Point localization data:
%%
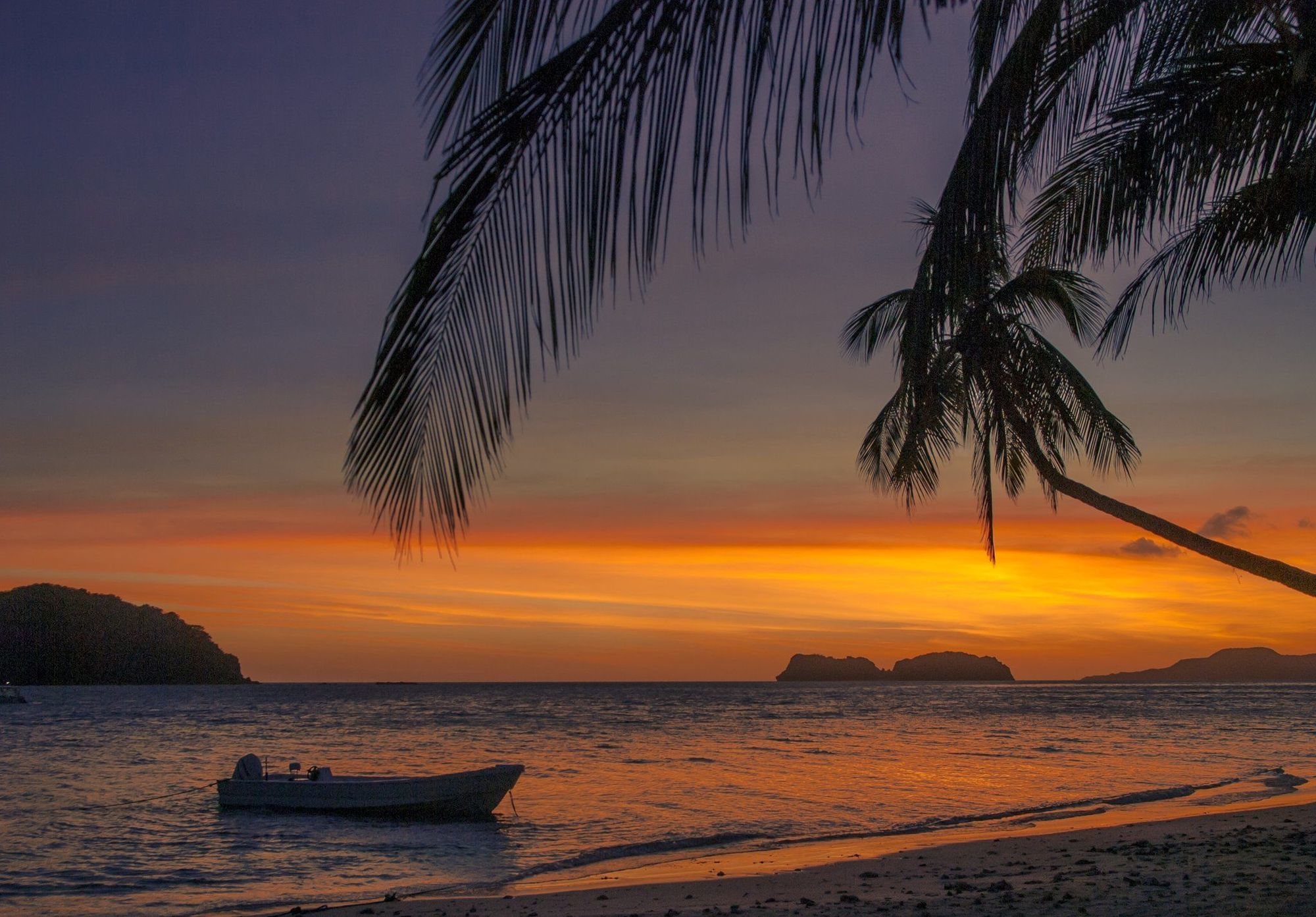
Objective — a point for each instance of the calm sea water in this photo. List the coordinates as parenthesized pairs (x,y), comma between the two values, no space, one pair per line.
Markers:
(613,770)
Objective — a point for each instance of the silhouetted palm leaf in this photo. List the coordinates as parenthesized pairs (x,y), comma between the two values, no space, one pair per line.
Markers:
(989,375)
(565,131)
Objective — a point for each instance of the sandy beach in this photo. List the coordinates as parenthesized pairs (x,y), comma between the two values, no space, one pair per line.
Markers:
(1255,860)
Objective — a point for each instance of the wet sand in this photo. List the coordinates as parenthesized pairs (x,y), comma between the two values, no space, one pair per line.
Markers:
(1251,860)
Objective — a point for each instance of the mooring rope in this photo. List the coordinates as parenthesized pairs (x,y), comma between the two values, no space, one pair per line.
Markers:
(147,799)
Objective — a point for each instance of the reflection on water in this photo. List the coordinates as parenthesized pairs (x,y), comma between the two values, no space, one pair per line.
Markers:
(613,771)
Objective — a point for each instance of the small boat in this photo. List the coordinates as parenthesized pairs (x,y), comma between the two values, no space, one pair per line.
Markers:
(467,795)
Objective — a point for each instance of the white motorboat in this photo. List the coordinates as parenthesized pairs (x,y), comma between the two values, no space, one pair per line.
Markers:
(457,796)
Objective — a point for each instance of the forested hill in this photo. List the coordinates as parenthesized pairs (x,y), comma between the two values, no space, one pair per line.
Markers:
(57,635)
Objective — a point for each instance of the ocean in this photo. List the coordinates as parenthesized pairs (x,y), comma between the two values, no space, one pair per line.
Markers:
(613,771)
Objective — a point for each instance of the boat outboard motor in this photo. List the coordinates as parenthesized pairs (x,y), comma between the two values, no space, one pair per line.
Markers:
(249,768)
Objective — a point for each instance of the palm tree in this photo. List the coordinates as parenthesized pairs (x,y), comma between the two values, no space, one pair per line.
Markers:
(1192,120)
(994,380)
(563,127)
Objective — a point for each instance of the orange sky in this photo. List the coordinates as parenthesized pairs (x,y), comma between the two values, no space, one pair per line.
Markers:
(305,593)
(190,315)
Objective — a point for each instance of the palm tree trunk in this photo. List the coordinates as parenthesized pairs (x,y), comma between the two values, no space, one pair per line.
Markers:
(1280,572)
%%
Could you write out all the records exactly, without the pictures?

Objective — a point for each instance of the calm sea water in this photo. List the coordinates as parenthesized pairs (x,y), comma between the two values, no space, one pair per line.
Markers:
(613,770)
Objective — a point for each instance of the silhouetted palm leaf in this photo. List the coordinates as parenthesized pairs (x,y), comma between the two values, no space, one pair per line.
Markers:
(989,375)
(565,131)
Objective — a point for each instance of the sandy beach in this photo. List the coordinates as parenthesized pairs (x,y), comma between the two values, no space, one pair per line.
Markers:
(1255,860)
Objective — a point for each instance of the wet sand in this photo. List the coordinates as parenthesized pairs (x,y), comma between the two values, no space, one pair per line.
Markers:
(1251,860)
Objective — a point for each instance of the mooring rope in this photo. List the coordinates as parenthesized pairs (x,y), comma between the two values, no space, one pair per line.
Markers:
(147,799)
Objective — a point for each instance of the reflection on water in this photo. List the coordinates as parenthesized pairs (x,y), comma between the two values, no space, one pair per line.
Markers:
(613,771)
Objective — a point for each instance of the small boat in this photo. List the coordinates as parenthesized pairs (x,y), comma between the two values, no space, one pair per line.
Markers:
(467,795)
Objective — a point for each instance of the white motorboat in this photo. List the coordinates as parenthesized pairs (x,y), comma between the two values, no space, one pair per line.
Markers:
(457,796)
Objective — a point for each instance of the forested hill in this photo. List the coordinates as parenthesized pairs (x,y), comma between the two values, no space, one pair per line.
Markers:
(57,635)
Objective — a point for each instance of the ocean in this photo. List the coordinates as parenthesized pairs (x,y), comma between the two values, no space, one pair per line.
Markers:
(613,771)
Objective — a point for each instance of the boat outboard motor in this photo. List the coordinates as parenthesized pairs (x,y), comma between the two values, no space, one pair per line.
Markers:
(249,768)
Objective — a point for each instance of the palm tree in this photo. List the coordinates as parenthesized pairs (x,y), comma between the two values, no space, one pair per line.
Markers:
(1192,120)
(994,380)
(563,127)
Objective — a point for each instance of the orange sky in this photo. List the coordinates as parenthesized pairs (x,y), comma between the two values, no space, one pair per line.
Markers:
(305,593)
(190,315)
Objective — a point for each instance of the palm tree trunk in this photo. List the coordinates as parenthesized pairs (x,y), comma between the two values, no space, one pair per line.
Markers:
(1280,572)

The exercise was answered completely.